Please extract every line of the material below word for word, leaving the pictures out of your answer.

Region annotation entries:
──────────────────────────────

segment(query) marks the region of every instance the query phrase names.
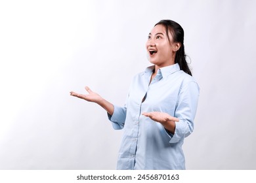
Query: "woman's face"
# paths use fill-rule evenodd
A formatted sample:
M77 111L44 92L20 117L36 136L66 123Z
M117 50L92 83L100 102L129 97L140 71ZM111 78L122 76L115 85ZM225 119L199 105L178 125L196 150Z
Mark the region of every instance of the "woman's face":
M167 33L169 34L170 41ZM177 46L179 47L179 43L173 42L171 34L166 33L165 27L162 25L154 27L146 43L150 61L159 67L175 63L175 52L179 48Z

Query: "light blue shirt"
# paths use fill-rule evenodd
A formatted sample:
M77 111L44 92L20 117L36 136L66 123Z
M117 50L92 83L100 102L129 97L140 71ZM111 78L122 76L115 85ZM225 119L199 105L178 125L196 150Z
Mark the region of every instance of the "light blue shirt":
M177 63L160 69L150 84L154 69L134 77L125 106L108 114L113 127L124 130L117 169L185 169L182 145L193 131L199 86ZM174 134L141 114L153 111L179 119Z

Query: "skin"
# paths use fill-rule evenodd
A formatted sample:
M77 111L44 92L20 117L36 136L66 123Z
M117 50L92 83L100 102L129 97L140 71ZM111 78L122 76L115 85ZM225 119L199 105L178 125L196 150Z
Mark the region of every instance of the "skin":
M170 41L168 40L167 33L169 34ZM153 27L148 35L148 39L146 43L146 48L150 58L150 63L155 65L155 71L151 76L151 80L156 76L158 70L163 67L171 65L175 63L176 52L180 48L180 42L173 42L173 37L170 32L166 33L165 28L162 25L157 25ZM150 50L155 50L156 53L151 55ZM88 94L79 94L74 92L70 92L70 95L74 96L87 101L95 103L103 108L108 114L114 113L114 105L105 100L98 93L93 92L88 86L85 86ZM167 113L160 112L143 112L142 115L150 118L156 122L160 123L167 130L174 134L175 131L175 122L179 119L170 116Z

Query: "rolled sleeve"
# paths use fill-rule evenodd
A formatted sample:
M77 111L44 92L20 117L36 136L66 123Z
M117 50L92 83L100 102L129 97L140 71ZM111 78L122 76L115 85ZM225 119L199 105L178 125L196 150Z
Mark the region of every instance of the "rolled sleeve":
M123 129L126 118L126 107L114 105L114 113L111 116L108 113L108 119L112 122L114 129Z
M169 135L170 143L177 143L193 132L199 91L199 86L196 82L189 82L181 90L174 115L179 119L179 122L175 122L173 135Z

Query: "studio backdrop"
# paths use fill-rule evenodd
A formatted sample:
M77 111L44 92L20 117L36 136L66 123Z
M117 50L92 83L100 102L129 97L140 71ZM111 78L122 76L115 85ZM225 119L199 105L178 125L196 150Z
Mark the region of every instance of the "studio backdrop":
M1 1L0 169L115 169L123 131L71 97L123 105L162 19L200 86L187 169L256 169L255 1Z

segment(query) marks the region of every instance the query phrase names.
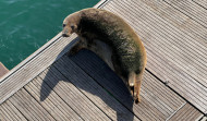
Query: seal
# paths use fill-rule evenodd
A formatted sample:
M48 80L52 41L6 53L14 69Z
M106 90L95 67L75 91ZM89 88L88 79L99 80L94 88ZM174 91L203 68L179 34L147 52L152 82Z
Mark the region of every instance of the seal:
M81 40L69 55L89 49L98 55L125 83L135 102L146 66L145 47L134 29L120 16L101 9L84 9L66 16L62 36L76 33Z

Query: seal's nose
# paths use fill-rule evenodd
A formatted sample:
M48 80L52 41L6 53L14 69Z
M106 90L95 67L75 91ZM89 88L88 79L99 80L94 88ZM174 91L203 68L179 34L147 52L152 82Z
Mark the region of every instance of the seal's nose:
M62 34L62 36L63 36L63 37L69 37L69 35L66 35L66 34Z

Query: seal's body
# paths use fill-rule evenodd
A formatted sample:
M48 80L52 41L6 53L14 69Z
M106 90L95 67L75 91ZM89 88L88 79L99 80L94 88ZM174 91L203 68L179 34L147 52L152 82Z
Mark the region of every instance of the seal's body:
M84 9L63 22L63 36L76 33L82 39L70 50L82 48L97 53L124 81L134 99L139 101L146 51L136 33L118 15L100 10Z

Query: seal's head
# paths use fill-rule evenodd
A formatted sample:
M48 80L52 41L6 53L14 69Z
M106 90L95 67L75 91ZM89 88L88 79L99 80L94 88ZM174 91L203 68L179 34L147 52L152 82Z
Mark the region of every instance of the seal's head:
M62 36L69 37L72 33L77 33L77 26L78 26L80 20L81 20L81 16L78 12L75 12L66 16L62 24L63 26Z

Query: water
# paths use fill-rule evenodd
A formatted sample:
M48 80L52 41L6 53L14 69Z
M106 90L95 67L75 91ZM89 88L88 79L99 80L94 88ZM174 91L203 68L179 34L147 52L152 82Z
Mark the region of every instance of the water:
M66 15L99 0L0 0L0 61L11 70L62 29Z

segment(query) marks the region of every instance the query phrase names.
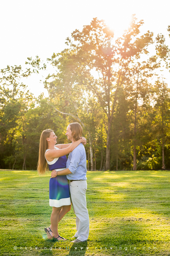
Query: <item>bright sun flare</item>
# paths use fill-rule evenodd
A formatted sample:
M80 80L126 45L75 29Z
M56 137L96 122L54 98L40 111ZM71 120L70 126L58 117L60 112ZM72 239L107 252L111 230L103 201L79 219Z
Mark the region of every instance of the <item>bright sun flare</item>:
M124 30L128 28L131 18L131 16L129 15L124 15L123 17L119 17L117 15L112 18L106 19L105 21L106 24L114 31L115 36L120 36Z

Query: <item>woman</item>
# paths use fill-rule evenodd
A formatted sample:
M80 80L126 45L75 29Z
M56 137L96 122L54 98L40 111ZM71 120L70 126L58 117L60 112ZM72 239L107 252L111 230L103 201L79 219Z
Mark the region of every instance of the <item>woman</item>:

──────────────────────────────

• **COMPLETE ANSWER**:
segment(query) marks the region of every instance the query phrase names.
Query: "woman's face"
# paths use fill-rule evenodd
A formatted sample:
M77 111L44 92L20 117L36 136L66 123Z
M117 50L92 83L100 102L129 97L140 71ZM111 78L122 76L115 85ZM225 119L199 105L178 125L196 150Z
Mark the region of every instance of the "woman's face":
M167 33L169 34L170 41ZM177 46L179 47L179 43L173 42L171 34L166 33L165 27L162 25L154 27L146 43L150 61L159 67L175 63L175 52L179 48Z

Query: "light blue shirt"
# paths use fill-rule evenodd
A formatted sample:
M77 111L44 92L20 117L36 136L66 123Z
M117 50L92 83L100 102L129 97L140 71ZM111 78L122 76L115 85ZM225 119L199 105L178 125L196 150Z
Mark the region of every instance of the "light blue shirt":
M177 63L160 69L150 84L154 69L134 77L125 106L108 114L113 127L124 130L117 169L185 169L182 145L193 131L199 86ZM174 134L141 114L153 111L179 119Z

Query: "skin"
# paths use fill-rule evenodd
A formatted sample:
M77 111L44 92L20 117L36 136L66 123Z
M117 50L92 83L100 102L129 97L140 71ZM111 78L122 76L115 85ZM225 119L199 105L178 125L196 150Z
Mark the region of every instance of the "skin":
M170 41L168 40L167 33L169 34ZM153 27L148 35L148 39L146 43L146 48L150 58L150 63L155 65L155 71L151 76L151 80L156 76L158 70L163 67L171 65L175 63L176 52L180 48L180 42L173 42L173 37L170 32L166 33L165 28L162 25L157 25ZM150 50L155 50L156 53L151 55ZM88 94L79 94L74 92L70 92L70 95L74 96L87 101L95 103L103 108L108 114L114 113L114 105L105 100L98 93L93 92L88 86L85 86ZM167 113L160 112L143 112L142 115L150 118L156 122L160 123L167 130L174 134L175 131L175 122L179 119L170 116Z

Query: "rolled sleeve"
# paths use fill-rule evenodd
A formatted sample:
M77 111L44 92L20 117L36 136L66 123Z
M117 50L92 83L100 102L129 97L140 71ZM111 78L122 76L115 85ZM225 119L199 105L178 125L196 150Z
Mark the region of every instance of the "rolled sleeve":
M123 129L126 118L126 107L114 105L114 113L111 116L108 113L108 119L112 122L114 129Z
M169 135L170 143L177 143L193 132L199 91L199 86L196 82L189 82L181 90L174 115L179 119L179 122L175 122L173 135Z

Query: "studio backdrop"
# paths use fill-rule evenodd
A formatted sample:
M77 111L44 92L20 117L36 136L66 123Z
M117 50L92 83L100 102L129 97L140 71ZM111 78L122 76L115 85ZM225 119L199 105L178 125L196 150Z
Mark the region of every instance of the "studio backdrop":
M1 1L0 169L115 169L123 131L71 97L123 105L162 19L200 86L187 169L256 169L255 1Z

segment(query) marks the region of every instance the query phrase names.
Query: seal
# paths use fill-rule evenodd
A formatted sample:
M48 80L52 41L6 53L14 69Z
M106 90L95 67L75 91ZM89 88L88 79L99 80L94 88ZM174 91L203 68L179 34L147 52L152 82Z
Mark the region of every instance of the seal:
M81 40L69 55L89 49L98 55L125 83L135 102L146 66L145 47L134 29L120 16L101 9L84 9L66 16L62 36L76 33Z

Query: seal's nose
# paths use fill-rule evenodd
A formatted sample:
M48 80L52 41L6 53L14 69Z
M106 90L95 67L75 91ZM89 88L88 79L99 80L94 88ZM174 91L203 68L179 34L147 52L152 82Z
Mark the region of every instance of the seal's nose:
M62 34L62 36L63 36L63 37L69 37L69 35L66 35L66 34Z

Query: seal's body
# paths use fill-rule evenodd
A formatted sample:
M48 80L52 41L6 53L14 69Z
M106 90L95 67L75 91ZM89 88L88 79L99 80L94 88ZM174 91L203 68L179 34L147 52L152 82Z
Mark the region of every instance of the seal's body:
M84 9L63 22L63 36L76 33L82 39L70 50L82 48L97 53L124 81L134 99L139 101L146 51L136 33L118 15L100 10Z

Query: seal's head
# paths use fill-rule evenodd
A formatted sample:
M48 80L52 41L6 53L14 69Z
M106 90L95 67L75 91ZM89 88L88 79L99 80L94 88ZM174 91L203 68L179 34L147 52L152 82Z
Mark the region of every instance of the seal's head:
M62 36L69 37L72 33L77 33L77 26L78 26L80 20L81 20L81 16L78 12L75 12L66 16L62 24L63 26Z

Query: water
# paths use fill-rule evenodd
A formatted sample:
M48 80L52 41L6 53L14 69Z
M106 90L95 67L75 91ZM89 88L88 79L99 80L94 88ZM174 91L203 68L179 34L147 52L152 82Z
Mark the region of every instance of the water:
M66 15L99 0L0 0L0 61L11 70L62 29Z

segment(query) marks the region of every instance the query phrase names.
Query: <item>bright sun flare</item>
# paths use fill-rule evenodd
A formatted sample:
M80 80L126 45L75 29Z
M56 137L96 122L54 98L40 111ZM71 120L70 126L58 117L60 112ZM72 239L107 252L111 230L103 201L79 219Z
Mark the region of every instance of the <item>bright sun flare</item>:
M124 30L128 28L131 18L131 16L129 15L124 15L123 17L119 17L117 15L112 18L106 19L105 21L106 24L114 31L115 36L120 36Z

Query: <item>woman</item>
# paths use fill-rule evenodd
A formatted sample:
M80 80L126 45L75 29Z
M56 137L96 122L54 98L40 111ZM71 120L70 126L58 117L60 112ZM72 239L107 252L111 230L103 201L79 219Z
Mark the region of every instance of the <item>woman</item>:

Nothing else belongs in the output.